REQUIRED TASK>
Output the rows below word for word, from the first row through the line that contains "x=182, y=201", with both ends included.

DATA ROWS>
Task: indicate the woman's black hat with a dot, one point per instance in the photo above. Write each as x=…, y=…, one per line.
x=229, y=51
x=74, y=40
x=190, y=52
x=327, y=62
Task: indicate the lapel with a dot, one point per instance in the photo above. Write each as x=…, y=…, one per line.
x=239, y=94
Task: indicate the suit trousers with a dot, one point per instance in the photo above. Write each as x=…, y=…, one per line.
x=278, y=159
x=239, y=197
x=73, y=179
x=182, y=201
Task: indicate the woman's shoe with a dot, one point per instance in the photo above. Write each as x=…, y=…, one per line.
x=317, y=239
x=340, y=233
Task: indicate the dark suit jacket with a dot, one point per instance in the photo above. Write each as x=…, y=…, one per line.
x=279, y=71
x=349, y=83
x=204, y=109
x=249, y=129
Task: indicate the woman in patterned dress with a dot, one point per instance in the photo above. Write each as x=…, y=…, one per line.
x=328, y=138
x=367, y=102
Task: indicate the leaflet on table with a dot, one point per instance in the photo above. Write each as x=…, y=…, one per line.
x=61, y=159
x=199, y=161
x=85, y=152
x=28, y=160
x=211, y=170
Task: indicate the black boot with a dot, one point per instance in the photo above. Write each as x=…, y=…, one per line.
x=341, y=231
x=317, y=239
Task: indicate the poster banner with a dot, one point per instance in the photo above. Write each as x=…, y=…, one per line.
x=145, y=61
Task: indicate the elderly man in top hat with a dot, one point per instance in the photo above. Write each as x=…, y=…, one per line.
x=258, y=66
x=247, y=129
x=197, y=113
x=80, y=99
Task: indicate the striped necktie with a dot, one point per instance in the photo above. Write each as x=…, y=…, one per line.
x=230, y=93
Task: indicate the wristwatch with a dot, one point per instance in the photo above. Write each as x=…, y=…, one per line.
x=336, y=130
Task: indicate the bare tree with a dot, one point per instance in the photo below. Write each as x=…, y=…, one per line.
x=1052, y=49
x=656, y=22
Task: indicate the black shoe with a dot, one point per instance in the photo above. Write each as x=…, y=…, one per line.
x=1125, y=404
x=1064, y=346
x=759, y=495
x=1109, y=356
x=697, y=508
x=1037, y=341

TASK ANSWER>
Task: indicate the woman's black hat with a dot, one point per instance in the photo above. Write each as x=…, y=…, one per line.
x=229, y=51
x=74, y=40
x=190, y=52
x=327, y=62
Task: indicate the lapel with a dot, one point per instance in the photo above. Write each as x=…, y=…, one per line.
x=239, y=94
Task: indicate the suit trousers with a dot, one point per instance in the photo above. Write each as x=…, y=…, one per line.
x=278, y=159
x=239, y=197
x=73, y=179
x=182, y=201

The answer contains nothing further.